*Text block*.
━━━

By Allan Acton, Consultant (HCAHPS & Other Surveys), HealthStream
I had a powerful experience at a community hospital recently. I was reviewing results from a physician survey, and the ranking of the “would recommend this hospital to family and friends” question was very low – 17th percentile. The audience was a group of managers and department heads, but not physicians.
By way of background, this hospital has about 125 beds, and is in an economically depressed community. Further, their main competitors are two larger community hospitals and a teaching facility. It has no signature, differentiating programs and copes with an older physical plant. The administrative team has been in place about 5 years and has made many operational and nursing improvements. Even so, the medical staff, which is older and long-tenured, would not particularly recommend the hospital.
I started to dismiss this question as a geographic result; if physicians, their families, and friends don’t live in this community, how could they be expected to recommend this hospital? However, I asked the group what was behind this, and a lively discussion followed. Turns out, the employee survey results are also low on this topic, and many of them do live in the community. And, their HCAHPS scores are good concerning patient experience, but the overall rating and likelihood to recommend are much lower. So what gives, I asked.
The consensus opinion is that the hospital has failed to reposition itself as staff and services have improved. They have spent millions on upgrading systems and staff skill levels. But they have not effectively communicated that to the community, employees and physicians. (The medical staff has its own issues – reluctance to change, the absence of a hospitalist program, and other factors.) But the managers are very engaged. They feel the hospital is better than its competitors on most issues, but the facility is seen in the community as it was 5 or 10 years ago. (Indeed, the data bear this out: the hospital is seen by its physicians as equivalent to or better than the others, except on the question “Image in the community.” On image, it trailed all three competitors.) The discussion got to the point where the managers felt they needed to own the image or brand of the facility. “We are better than they know” was one comment. Another said, “We are in this together with the doctors and the patients. Our jobs depend on it.”

━━━

*Records from a data collection*.
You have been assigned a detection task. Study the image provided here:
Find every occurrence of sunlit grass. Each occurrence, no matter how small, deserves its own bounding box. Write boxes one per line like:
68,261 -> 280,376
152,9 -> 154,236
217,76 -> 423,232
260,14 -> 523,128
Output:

━━━

*Questions to answer*.
1. Answer these questions about the article on the community hospital's survey results:
(a) In the physician survey, what percentile ranking did the "would recommend this hospital to family and friends" question receive?
(b) About how many beds does the hospital have?
(c) On which question did physicians rank the hospital behind all three competitors?
2. Write the next part of the article on the community hospital's survey results, starting after its final sentence.

*Outputs in order*.
1.
(a) The 17th percentile.
(b) About 125 beds.
(c) "Image in the community."

2.
There are few forces more powerful in managing the image of a hospital than the commitment and engagement of its employees. Their communication, through both word and deed, that the hospital is a safe, high quality institution, where they are proud to be part of the care team, is essential to the organization’s success. The bully pulpit of engaged employees is a wonder to behold. This discussion was a classic example of a separation between job engagement and organizational engagement. The lack of organizational engagement clearly damages the perception of the hospital, as employees and physicians are not promoters and supporters of it. If the employees and the doctors don’t respect the hospital, they show it in a thousand ways, and who could blame patients for picking up on their attitudes?
At the end, this management team was enthusiastic about the need for their teams to be a force for promoting the hospital in the community, with patients and through other channels. The action they take to develop this newly realized opportunity will determine the success of their hospital. The senior management team needs to embrace the power of internal marketing and to leverage the strength of the middle managers to reposition the perception of the hospital with all stakeholders.
Key Message: You must value and respect yourself before you can expect others to.